> **Extract provided**:
Reputation: 2611
I am using kafka stream for some application.
Stream flow is like below
kafkaProducer---->StreamerConsumer1->finalCosumer
I have producer which write the data very fast and my StreamConsumer will map each stream with some process and forward the stream to other topic.
in my StreamCosumer map, I added my own mapper function which Actually tries to persist its relevant data like below
public void checkRecord(T1 key, T2 value) {
switch(T1.toString()){
case "key1":
//Get relavant fileds from value and perisit in db
break;
case "key2":
//Get relavant fileds from value and perisit in db
break;
}
}
KStream<String, KafkaStatusRecordWrapper> pDStream[] = myStream.map(this::checkRecord).branch((key, value)-> value.isSuccess(),(key, value)-> !value.isSuccess());
pDStream[0].mapValues(value -> transformer(value)).to("other_topic",Produced.with(stringSerde, stringSerde));
Now my checkRecord record consumer function is single threaded and almost it is taking 300ms(due to some business logic and db persist which I can not avoid) to return.
I can not increase the number of partition as there was some limitation from our infra, and also due to below constraints
More Partitions Requires More Open File Handles
More Partitions May Increase Unavailability
More Partitions May Increase End-to-end Latency
so I am planning to write multi-threaded stream consumer.
But I am concerned about below points.
So how to increase throughput ?
I have enough resource on my consumer, only 40% of its resource are used.
Upvotes: 0
Views: 134
Reputation: 20830
You can set the stream configuration num.stream.threads
to configure the number of threads. Maximum value could be the maximum number of partitions. It helps to increase the parallelism of the application instance.
Let's say if your topic has 4 partitions, you can set following:
properties.set("num.stream.threads",4);
Upvotes: 2

> **Direction A**: Duplicate the part of the Kafka Streams thread from "I can not increase" up to and including "multi-threaded stream consumer.".

> **Given data**:
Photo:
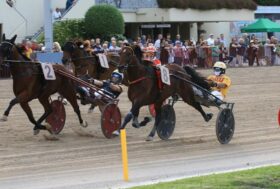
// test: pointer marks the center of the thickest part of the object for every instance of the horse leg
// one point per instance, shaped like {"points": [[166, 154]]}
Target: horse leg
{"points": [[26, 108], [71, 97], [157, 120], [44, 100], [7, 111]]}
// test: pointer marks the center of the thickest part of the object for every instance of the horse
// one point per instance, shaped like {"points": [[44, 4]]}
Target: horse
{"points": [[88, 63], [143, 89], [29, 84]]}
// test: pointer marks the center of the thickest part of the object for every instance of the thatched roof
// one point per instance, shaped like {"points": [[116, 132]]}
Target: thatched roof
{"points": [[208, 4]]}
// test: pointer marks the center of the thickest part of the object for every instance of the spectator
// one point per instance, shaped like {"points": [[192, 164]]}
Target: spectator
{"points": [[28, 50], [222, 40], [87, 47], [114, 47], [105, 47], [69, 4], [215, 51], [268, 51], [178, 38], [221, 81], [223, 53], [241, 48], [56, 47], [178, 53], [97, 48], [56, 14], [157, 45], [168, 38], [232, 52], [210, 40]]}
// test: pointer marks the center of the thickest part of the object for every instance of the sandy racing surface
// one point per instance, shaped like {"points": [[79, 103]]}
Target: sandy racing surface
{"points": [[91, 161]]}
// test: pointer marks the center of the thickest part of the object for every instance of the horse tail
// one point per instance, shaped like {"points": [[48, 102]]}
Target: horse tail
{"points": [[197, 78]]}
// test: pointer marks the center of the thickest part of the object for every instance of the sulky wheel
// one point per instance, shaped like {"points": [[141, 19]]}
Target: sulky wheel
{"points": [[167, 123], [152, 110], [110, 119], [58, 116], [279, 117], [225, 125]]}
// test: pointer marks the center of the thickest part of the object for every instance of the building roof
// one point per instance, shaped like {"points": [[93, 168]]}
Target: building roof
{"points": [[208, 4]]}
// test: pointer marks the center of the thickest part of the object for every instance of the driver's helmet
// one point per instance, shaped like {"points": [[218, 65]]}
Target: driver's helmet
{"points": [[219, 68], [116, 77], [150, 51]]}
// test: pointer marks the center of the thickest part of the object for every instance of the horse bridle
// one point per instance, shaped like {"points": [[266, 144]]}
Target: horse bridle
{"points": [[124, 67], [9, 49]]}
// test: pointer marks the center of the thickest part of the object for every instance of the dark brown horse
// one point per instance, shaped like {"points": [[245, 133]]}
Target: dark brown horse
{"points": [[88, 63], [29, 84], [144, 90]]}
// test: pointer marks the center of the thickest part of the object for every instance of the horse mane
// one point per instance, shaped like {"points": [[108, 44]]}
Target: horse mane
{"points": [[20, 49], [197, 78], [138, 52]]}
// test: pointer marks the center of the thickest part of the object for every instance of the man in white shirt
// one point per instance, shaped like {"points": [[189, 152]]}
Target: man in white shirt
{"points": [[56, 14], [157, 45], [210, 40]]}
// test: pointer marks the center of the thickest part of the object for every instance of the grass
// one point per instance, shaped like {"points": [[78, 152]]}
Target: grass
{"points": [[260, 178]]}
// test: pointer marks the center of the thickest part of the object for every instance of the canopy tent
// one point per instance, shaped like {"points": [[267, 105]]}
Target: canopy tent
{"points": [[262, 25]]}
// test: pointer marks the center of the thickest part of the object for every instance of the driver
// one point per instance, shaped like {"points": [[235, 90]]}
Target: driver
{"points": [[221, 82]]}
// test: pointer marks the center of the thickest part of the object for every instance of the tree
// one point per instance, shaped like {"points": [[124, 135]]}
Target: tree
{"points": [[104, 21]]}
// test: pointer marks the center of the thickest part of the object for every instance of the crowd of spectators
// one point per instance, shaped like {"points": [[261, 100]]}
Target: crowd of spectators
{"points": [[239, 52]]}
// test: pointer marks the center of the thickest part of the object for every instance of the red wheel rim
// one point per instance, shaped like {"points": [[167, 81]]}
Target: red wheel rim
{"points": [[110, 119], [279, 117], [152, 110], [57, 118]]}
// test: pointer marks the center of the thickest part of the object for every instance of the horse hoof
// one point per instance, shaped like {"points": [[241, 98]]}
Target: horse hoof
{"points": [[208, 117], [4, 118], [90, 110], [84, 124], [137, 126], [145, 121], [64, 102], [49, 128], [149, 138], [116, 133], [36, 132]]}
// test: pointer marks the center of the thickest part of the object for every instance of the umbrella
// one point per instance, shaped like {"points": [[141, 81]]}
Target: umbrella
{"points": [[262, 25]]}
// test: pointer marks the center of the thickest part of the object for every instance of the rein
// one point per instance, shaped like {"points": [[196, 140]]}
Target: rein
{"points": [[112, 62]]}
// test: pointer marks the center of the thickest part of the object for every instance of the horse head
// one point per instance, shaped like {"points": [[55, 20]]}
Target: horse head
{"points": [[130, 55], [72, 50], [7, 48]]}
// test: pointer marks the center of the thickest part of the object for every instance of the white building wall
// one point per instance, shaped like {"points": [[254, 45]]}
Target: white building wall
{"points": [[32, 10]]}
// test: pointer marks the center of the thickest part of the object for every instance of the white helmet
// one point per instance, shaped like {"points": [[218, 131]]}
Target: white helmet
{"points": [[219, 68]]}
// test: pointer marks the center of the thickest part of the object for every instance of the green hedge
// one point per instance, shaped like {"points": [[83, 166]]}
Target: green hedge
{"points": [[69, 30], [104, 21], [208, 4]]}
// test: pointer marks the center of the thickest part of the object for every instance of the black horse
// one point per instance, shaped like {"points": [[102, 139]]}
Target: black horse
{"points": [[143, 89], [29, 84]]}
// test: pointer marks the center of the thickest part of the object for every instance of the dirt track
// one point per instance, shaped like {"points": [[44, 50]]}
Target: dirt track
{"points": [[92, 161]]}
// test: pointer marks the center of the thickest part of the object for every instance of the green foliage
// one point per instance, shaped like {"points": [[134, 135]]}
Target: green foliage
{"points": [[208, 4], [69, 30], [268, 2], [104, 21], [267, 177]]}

==

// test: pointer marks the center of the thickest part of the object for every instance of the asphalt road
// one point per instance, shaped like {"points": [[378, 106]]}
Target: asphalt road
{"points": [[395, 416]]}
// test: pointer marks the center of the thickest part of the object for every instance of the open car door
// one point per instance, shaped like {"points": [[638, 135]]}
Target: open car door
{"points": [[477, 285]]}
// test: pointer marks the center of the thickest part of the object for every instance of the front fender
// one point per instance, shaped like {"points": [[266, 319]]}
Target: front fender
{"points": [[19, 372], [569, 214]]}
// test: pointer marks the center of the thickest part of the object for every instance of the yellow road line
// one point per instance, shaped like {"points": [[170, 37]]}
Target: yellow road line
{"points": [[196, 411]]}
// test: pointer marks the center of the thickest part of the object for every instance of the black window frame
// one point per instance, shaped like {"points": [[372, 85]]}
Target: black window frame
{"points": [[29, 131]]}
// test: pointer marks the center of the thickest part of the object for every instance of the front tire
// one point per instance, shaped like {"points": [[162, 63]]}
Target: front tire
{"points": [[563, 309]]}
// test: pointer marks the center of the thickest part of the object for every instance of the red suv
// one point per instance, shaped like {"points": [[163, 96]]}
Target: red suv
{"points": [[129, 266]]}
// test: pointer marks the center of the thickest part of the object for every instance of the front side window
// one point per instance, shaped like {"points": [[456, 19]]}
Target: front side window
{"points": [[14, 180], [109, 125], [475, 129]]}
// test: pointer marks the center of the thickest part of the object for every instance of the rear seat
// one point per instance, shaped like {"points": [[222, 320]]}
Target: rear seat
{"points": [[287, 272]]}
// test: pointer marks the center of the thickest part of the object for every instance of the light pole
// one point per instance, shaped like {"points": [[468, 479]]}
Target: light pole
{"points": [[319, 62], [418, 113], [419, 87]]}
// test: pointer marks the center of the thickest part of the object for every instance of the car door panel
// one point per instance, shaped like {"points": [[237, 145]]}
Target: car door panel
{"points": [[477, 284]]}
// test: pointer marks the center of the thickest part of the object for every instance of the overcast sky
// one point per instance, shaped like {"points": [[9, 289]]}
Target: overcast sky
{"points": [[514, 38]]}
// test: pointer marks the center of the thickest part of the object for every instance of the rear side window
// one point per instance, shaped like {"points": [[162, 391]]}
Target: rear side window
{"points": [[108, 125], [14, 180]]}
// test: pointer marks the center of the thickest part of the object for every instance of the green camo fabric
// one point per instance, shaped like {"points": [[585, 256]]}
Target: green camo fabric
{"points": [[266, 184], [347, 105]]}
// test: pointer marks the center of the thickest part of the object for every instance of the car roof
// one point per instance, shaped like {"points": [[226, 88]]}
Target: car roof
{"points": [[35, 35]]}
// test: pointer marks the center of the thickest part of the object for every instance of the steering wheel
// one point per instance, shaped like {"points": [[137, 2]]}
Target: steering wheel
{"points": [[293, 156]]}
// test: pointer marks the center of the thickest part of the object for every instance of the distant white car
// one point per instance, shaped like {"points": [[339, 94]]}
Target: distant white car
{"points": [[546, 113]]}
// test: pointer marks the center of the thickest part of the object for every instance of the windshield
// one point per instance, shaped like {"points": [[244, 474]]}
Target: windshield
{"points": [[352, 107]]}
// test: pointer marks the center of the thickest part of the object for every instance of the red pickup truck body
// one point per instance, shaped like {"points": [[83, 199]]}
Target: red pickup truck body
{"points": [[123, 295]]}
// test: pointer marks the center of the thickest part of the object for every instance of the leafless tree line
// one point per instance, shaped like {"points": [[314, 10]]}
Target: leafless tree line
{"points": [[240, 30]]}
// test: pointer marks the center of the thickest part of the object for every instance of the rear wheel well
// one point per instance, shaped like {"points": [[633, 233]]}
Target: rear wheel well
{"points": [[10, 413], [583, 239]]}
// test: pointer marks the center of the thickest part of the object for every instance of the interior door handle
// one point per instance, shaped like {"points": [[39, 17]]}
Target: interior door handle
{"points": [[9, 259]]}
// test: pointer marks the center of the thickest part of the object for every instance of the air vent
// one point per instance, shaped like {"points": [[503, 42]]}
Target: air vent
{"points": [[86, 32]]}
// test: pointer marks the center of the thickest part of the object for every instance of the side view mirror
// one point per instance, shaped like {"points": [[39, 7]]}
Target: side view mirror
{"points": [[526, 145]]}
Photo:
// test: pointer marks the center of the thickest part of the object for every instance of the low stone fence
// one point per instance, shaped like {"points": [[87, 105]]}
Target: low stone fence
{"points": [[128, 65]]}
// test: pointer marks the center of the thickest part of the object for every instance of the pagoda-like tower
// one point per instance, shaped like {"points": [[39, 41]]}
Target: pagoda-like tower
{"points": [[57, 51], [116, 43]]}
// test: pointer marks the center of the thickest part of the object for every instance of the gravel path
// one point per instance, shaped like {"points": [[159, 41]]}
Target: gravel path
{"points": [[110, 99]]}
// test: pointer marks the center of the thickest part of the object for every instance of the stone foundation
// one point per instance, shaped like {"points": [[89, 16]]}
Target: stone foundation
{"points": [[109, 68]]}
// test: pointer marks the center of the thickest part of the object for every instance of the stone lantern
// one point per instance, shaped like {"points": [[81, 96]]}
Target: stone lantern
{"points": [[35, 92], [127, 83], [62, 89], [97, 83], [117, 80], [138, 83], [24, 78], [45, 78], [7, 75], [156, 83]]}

> **Direction B**: Pull out each line of the rows that contains the string "foundation", matching case exactly.

> **Written response A**:
I can not increase the number of partition as there was some limitation from our infra, and also due to below constraints
More Partitions Requires More Open File Handles
More Partitions May Increase Unavailability
More Partitions May Increase End-to-end Latency
so I am planning to write multi-threaded stream consumer.

> **Written response B**:
// test: pointer marks the center of the thickest part of the object for every instance of the stone foundation
Target: stone foundation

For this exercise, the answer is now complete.